__Exercise goal__.
Each line of the data should be repeated precisely.

__The data__.
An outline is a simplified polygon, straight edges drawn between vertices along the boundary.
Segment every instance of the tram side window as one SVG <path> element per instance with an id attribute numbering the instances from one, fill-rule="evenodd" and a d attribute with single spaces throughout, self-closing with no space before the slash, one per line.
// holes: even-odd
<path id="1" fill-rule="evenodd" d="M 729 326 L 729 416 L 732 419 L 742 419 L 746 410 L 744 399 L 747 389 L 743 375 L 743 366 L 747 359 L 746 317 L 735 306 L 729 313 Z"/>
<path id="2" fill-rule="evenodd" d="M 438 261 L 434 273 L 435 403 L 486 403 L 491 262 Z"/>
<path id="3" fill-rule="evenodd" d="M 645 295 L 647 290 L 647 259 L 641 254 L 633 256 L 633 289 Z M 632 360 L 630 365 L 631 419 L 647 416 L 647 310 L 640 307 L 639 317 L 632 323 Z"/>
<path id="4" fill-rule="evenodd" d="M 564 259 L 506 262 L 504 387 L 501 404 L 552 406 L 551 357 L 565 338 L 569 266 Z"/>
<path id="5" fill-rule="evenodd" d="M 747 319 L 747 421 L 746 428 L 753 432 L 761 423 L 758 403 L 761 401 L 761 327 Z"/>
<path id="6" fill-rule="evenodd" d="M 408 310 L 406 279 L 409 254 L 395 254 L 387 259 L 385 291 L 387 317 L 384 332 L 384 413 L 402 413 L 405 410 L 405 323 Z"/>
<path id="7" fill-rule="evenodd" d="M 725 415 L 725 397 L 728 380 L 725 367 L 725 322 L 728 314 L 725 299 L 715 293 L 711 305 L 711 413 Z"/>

__Exercise response__.
An outline is a simplified polygon, straight edges drawn between vertices along the boundary.
Segment every instance of the tram side window as one SVG <path> element per instance with an id attribute numbering the instances from one, fill-rule="evenodd" and a d attribute with single spaces throughout, self-closing with no space before the slash, one per line.
// holes: even-odd
<path id="1" fill-rule="evenodd" d="M 729 326 L 729 416 L 732 419 L 742 419 L 746 410 L 744 399 L 747 389 L 743 375 L 743 366 L 747 359 L 746 317 L 735 306 L 729 313 Z"/>
<path id="2" fill-rule="evenodd" d="M 438 261 L 434 273 L 435 403 L 486 403 L 491 262 Z"/>
<path id="3" fill-rule="evenodd" d="M 645 295 L 647 290 L 647 259 L 641 254 L 633 256 L 633 289 Z M 632 360 L 630 365 L 631 419 L 647 416 L 647 310 L 640 307 L 639 317 L 632 323 Z"/>
<path id="4" fill-rule="evenodd" d="M 564 259 L 506 262 L 504 387 L 501 404 L 552 406 L 551 357 L 565 338 L 569 266 Z"/>
<path id="5" fill-rule="evenodd" d="M 747 319 L 747 421 L 746 428 L 753 432 L 761 423 L 758 403 L 761 401 L 761 327 Z"/>
<path id="6" fill-rule="evenodd" d="M 408 310 L 406 279 L 409 254 L 395 254 L 387 259 L 385 291 L 387 317 L 384 332 L 384 413 L 402 413 L 405 410 L 405 323 Z"/>
<path id="7" fill-rule="evenodd" d="M 725 415 L 725 397 L 728 380 L 725 367 L 725 322 L 728 314 L 725 299 L 715 293 L 711 305 L 711 413 Z"/>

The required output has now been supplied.